Kinder kolorieren eine Weltkarte mit Blau- und Grünstiften
Nicht nur, aber auch Kinder sollen in einer ökologisch wie sozial besseren Welt aufwachsen können. Der verantwortungsvolle Umgang mit Ressourcen ist ein erster Schritt dorthin.
IMAGO/Pete Muller

Kreislaufwirtschaft ist angesichts der Umweltproblematik in aller Munde. Spätestens seit dem im Dezember 2019 von der EU-Kommission auf den Weg gebrachten Green Deal, einem Paket politischer Initiativen zur ökologischen und sozialen Verbesserung der Welt, sind kleine wie große Unternehmen instruiert, in welche Richtung es geht. Noch aber spießt es sich an vielen Stellen, und die Kreislaufwirtschaft nimmt weniger rasch Fahrt auf als geboten erscheint. Wo genau die Schwachstellen sind, hat die Plattform Industrie 4.0 Österreich, ein Thinktank mit Ideengebern aus verschiedensten gesellschaftlichen Bereichen, herauszuarbeiten versucht.

21 Seiten umfasst das Papier mit der Überschrift "Auf dem Weg zur Kreislaufwirtschaft". Es ist das Ergebnis eines breitangelegten Diskussionsprozesses. Kreislaufwirtschaft sei viel mehr als Recycling, betonen René Hofmann und Roland Sommer im Gespräch mit dem STANDARD.

Digitalisierung

Hofmann ist Vorstand des Instituts für Energietechnik und Thermodynamik an der TU Wien und hat die Expertengruppe geleitet, die auch Vorschläge an die Politik formuliert hat. Sommer ist der Geschäftsführer der als Verein organisierten Plattform Industrie 4.0. Zu den Gründungsmitgliedern gehören neben dem Klimaschutzministerium und der Bundesarbeiterkammer auch die Fachverbände Elektro- und Elektronik- sowie Metalltechnische Industrie, die Industriellenvereinigung sowie die Produktionsgewerkschaft Pro-Ge.

Digitalisierung sei zentral, um alle benötigten Informationen sofort greifbar zu haben, auch was vor- und nachgelagerte Schritte bei der Herstellung eines Produkts betreffe. Generell sei ein stärkeres Zusammenspiel der Unternehmen samt Preisgabe von Daten notwendig, damit Kreislaufwirtschaft in der Breite funktionieren könne, sagen Hofmann und Sommer. Unternehmen hätten einen Vorteil, wenn sie ihre Produktionsprozesse – unterstützt von der Politik durch Förderprogramme – rechtzeitig umstellten.

Von linear zu zirkulär

Die heutige Wirtschaft ist mehrheitlich linear aufgebaut. Das heißt, Ressourcen werden in der Natur abgebaut, verarbeitet, konsumiert und schließlich weggeworfen. Die Kreislaufwirtschaft will dieses lineare Modell überwinden. Produkte werden am Ende des Lebenszyklus nicht aussortiert, sondern wieder in den Kreislauf integriert, entweder das ganze Produkt, Teile davon oder eben gewisse Materialien, die wiederverwendet werden können. Die Kreislaufwirtschaft bremst Geschäftsmodelle aus, die auf einen stetig wachsenden Absatz physischer Produkte setzen.

-----

* **Der Auftrag**
Gib den Ausschnitt zur Kreislaufwirtschaft von „21 Seiten umfasst“ bis „die Produktionsgewerkschaft Pro-Ge.“ noch einmal wieder und tausche darin „Expertengruppe“ gegen „Arbeitsgruppe“ aus.

-----

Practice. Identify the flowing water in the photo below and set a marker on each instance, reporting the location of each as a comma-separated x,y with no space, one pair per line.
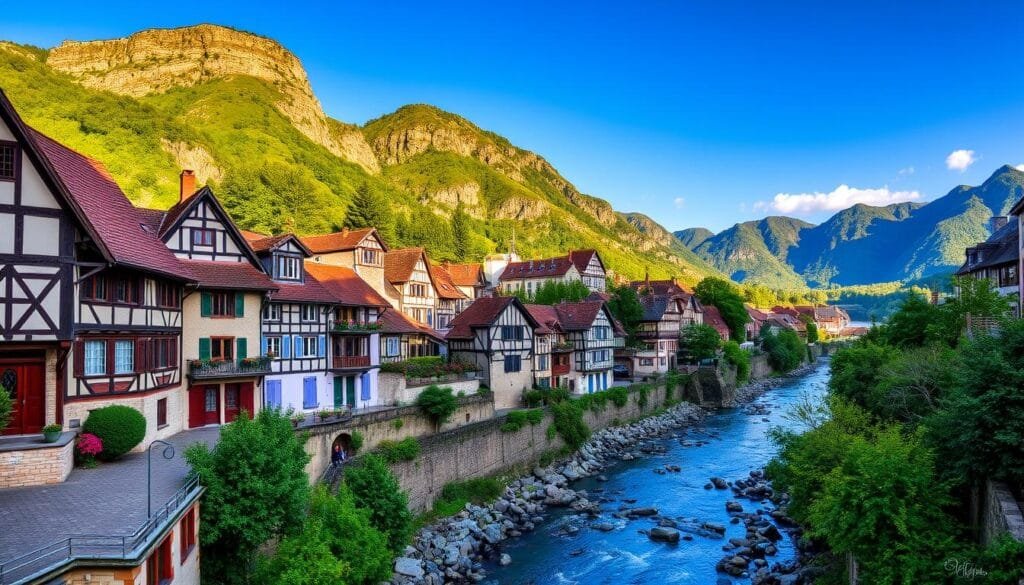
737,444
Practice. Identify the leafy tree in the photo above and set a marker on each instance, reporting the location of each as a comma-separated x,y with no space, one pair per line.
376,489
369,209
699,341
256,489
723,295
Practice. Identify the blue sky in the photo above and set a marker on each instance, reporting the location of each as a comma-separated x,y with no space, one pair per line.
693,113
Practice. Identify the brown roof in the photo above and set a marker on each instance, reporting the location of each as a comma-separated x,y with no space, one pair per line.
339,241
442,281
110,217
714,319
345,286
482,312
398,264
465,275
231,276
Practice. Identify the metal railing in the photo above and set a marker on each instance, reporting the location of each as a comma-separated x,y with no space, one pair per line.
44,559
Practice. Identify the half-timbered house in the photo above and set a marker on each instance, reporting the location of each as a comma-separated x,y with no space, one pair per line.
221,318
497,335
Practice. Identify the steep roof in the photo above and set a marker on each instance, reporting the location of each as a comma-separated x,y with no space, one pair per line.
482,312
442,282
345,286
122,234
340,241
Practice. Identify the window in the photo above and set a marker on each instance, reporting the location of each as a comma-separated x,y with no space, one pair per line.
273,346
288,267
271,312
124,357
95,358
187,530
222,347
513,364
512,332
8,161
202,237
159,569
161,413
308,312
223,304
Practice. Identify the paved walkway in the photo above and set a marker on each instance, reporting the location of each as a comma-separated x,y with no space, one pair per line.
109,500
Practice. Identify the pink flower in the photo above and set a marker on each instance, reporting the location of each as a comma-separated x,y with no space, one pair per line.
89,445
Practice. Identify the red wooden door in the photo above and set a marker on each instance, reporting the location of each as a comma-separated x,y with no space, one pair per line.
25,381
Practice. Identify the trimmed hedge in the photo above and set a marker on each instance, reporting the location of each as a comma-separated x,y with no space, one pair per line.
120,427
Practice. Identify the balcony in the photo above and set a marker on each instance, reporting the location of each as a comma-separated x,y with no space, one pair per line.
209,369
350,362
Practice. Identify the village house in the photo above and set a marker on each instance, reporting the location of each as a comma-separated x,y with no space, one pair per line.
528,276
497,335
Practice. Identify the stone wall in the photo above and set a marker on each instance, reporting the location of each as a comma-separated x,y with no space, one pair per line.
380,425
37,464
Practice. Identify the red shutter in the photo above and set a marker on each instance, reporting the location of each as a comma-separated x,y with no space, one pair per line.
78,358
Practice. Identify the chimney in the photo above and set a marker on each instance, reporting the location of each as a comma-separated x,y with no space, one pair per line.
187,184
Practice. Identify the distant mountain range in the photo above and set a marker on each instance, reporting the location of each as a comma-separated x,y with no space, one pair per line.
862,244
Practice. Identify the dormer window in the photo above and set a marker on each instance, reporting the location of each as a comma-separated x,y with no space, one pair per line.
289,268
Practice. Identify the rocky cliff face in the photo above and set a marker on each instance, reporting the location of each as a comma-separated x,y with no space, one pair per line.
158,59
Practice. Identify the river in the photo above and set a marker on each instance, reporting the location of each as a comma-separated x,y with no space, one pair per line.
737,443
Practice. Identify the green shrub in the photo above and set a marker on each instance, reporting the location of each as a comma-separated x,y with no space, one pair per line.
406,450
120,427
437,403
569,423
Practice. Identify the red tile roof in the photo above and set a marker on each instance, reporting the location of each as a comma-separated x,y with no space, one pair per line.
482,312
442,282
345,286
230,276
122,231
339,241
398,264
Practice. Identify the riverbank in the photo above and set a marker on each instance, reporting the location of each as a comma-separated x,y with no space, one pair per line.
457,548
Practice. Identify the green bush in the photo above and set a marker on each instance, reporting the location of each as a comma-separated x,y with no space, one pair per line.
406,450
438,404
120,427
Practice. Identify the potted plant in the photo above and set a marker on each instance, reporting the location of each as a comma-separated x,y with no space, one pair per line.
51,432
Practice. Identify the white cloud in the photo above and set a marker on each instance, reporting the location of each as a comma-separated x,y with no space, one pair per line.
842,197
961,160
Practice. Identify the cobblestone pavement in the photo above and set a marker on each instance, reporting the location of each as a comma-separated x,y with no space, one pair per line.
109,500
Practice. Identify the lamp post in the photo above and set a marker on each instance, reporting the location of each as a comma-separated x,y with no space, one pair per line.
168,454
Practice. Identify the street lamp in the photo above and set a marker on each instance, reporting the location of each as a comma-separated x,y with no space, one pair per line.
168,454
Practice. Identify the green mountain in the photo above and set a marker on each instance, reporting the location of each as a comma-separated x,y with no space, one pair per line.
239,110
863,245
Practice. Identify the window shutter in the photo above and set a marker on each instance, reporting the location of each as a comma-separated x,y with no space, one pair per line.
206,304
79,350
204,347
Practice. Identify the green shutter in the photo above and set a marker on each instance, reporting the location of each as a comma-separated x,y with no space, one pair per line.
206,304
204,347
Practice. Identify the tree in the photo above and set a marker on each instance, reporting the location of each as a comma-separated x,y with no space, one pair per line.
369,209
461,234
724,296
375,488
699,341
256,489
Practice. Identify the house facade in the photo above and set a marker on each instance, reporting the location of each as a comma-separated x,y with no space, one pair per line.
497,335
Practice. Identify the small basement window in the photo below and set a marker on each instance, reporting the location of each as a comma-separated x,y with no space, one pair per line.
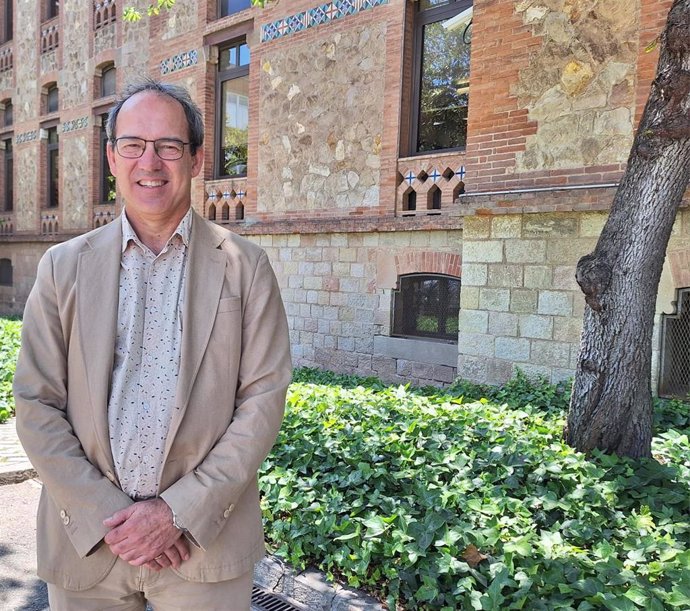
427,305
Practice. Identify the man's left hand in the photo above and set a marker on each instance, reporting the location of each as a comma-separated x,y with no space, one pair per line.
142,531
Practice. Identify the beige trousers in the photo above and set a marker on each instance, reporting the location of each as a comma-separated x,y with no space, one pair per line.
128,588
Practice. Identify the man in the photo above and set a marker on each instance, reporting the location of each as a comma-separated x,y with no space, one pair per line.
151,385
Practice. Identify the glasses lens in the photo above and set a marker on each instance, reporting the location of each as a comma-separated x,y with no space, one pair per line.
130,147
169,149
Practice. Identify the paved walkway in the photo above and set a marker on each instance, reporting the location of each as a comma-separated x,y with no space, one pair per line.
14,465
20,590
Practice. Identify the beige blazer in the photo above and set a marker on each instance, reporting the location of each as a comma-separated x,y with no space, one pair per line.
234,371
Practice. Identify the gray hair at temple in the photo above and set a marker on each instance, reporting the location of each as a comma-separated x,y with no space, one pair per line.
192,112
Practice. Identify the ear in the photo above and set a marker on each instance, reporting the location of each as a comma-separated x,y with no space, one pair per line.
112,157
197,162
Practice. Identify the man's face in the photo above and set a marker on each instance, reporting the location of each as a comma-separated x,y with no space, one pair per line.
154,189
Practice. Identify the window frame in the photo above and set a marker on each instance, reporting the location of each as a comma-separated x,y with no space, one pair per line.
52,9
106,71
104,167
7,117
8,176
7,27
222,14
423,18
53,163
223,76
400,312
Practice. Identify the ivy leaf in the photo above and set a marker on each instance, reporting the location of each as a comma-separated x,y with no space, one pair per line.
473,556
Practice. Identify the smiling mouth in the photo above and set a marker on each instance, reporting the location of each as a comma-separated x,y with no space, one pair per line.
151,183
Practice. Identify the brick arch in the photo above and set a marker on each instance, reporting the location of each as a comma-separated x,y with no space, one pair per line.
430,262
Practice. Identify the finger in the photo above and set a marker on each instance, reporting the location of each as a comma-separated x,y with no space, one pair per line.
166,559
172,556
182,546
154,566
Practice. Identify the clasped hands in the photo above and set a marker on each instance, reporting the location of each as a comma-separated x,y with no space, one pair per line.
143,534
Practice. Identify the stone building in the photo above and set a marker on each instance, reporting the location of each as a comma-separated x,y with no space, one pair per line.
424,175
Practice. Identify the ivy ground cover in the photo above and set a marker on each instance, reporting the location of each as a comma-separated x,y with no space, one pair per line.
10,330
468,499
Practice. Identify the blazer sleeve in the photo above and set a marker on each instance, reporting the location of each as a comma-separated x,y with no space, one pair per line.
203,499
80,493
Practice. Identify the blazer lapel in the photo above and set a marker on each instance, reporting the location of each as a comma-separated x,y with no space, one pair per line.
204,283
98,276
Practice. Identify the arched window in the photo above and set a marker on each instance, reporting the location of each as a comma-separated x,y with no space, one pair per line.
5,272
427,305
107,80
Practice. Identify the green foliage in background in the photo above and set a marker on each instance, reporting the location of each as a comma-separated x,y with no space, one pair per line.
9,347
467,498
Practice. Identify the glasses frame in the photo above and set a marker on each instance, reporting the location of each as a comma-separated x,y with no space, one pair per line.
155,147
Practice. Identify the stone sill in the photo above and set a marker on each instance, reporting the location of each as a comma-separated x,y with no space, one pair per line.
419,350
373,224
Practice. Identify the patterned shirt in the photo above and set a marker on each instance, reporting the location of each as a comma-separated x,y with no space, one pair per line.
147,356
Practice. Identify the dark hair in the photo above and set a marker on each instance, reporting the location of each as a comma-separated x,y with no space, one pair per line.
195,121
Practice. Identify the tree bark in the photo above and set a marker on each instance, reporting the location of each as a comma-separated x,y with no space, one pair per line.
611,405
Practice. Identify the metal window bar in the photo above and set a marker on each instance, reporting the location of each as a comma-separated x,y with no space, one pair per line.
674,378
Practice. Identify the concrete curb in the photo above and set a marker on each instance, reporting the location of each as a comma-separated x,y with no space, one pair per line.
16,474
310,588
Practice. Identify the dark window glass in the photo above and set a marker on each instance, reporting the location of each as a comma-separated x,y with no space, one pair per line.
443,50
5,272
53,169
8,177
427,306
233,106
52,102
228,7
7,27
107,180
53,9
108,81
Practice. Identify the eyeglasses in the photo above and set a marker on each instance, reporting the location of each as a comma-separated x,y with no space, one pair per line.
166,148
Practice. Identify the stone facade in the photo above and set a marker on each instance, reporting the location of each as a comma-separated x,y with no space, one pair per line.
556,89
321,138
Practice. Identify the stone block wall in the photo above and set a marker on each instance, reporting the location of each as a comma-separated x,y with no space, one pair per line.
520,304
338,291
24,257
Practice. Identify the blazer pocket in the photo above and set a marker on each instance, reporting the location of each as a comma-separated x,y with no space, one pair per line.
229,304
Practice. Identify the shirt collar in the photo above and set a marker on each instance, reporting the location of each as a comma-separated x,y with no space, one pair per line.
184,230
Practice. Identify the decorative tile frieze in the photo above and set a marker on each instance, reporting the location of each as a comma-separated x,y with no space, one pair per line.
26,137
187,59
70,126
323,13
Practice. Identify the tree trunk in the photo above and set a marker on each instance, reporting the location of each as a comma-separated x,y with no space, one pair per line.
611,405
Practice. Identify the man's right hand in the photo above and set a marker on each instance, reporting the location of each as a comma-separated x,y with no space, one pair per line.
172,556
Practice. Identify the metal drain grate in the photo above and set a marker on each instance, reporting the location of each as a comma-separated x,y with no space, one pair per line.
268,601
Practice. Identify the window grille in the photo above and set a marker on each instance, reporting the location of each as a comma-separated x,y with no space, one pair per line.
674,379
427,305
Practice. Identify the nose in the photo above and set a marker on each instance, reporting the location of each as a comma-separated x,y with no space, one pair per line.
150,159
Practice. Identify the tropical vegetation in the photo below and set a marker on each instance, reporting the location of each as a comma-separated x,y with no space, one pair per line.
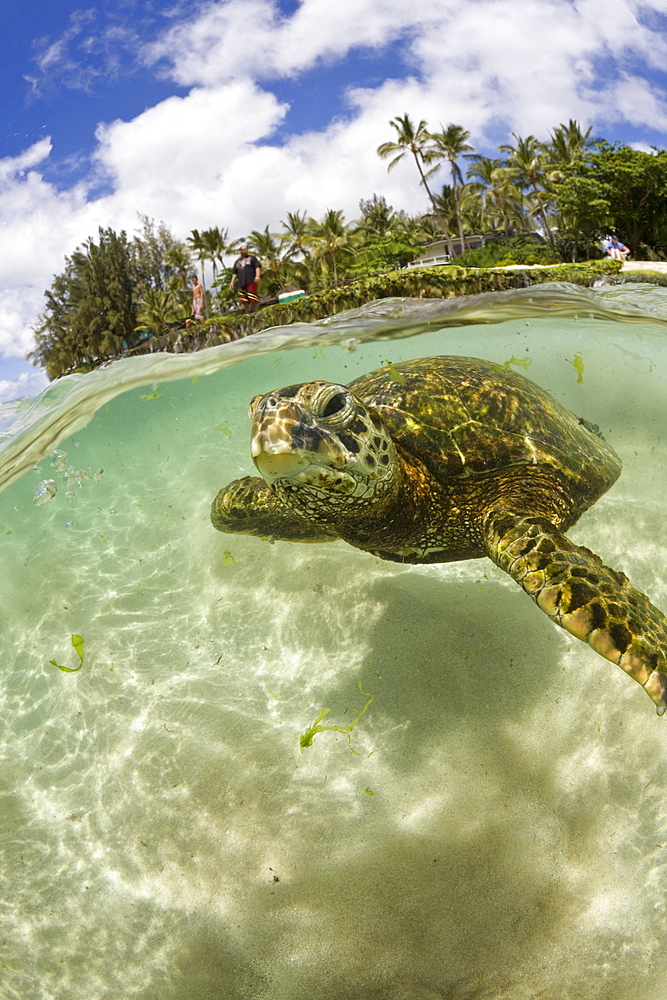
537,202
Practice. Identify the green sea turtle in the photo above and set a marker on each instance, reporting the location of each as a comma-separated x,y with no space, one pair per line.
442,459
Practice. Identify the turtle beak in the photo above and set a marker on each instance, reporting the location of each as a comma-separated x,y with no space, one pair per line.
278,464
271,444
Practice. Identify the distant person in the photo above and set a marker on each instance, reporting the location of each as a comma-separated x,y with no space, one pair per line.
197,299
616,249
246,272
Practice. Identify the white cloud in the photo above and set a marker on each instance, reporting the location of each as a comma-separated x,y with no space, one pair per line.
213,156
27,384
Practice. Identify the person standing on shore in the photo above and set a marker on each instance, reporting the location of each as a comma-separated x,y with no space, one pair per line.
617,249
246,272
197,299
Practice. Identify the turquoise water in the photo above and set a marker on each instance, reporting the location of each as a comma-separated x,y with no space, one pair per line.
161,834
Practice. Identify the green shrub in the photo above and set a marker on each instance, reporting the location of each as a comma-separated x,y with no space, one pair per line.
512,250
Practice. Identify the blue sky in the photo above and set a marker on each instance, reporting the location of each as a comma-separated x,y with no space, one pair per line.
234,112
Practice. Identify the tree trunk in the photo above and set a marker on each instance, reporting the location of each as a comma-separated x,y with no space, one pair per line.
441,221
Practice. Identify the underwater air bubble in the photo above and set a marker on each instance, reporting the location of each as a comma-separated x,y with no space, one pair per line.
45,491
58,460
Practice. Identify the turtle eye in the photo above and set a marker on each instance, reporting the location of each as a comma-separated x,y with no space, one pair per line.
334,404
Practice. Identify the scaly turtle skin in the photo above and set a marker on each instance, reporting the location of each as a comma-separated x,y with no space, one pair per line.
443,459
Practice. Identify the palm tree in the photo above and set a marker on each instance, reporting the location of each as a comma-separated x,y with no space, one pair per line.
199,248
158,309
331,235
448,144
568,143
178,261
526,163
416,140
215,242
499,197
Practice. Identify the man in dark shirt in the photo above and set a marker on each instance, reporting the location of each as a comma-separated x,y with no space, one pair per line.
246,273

-----

* **Die Antwort**
21 Seiten umfasst das Papier mit der Überschrift "Auf dem Weg zur Kreislaufwirtschaft". Es ist das Ergebnis eines breitangelegten Diskussionsprozesses. Kreislaufwirtschaft sei viel mehr als Recycling, betonen René Hofmann und Roland Sommer im Gespräch mit dem STANDARD.

Digitalisierung

Hofmann ist Vorstand des Instituts für Energietechnik und Thermodynamik an der TU Wien und hat die Arbeitsgruppe geleitet, die auch Vorschläge an die Politik formuliert hat. Sommer ist der Geschäftsführer der als Verein organisierten Plattform Industrie 4.0. Zu den Gründungsmitgliedern gehören neben dem Klimaschutzministerium und der Bundesarbeiterkammer auch die Fachverbände Elektro- und Elektronik- sowie Metalltechnische Industrie, die Industriellenvereinigung sowie die Produktionsgewerkschaft Pro-Ge.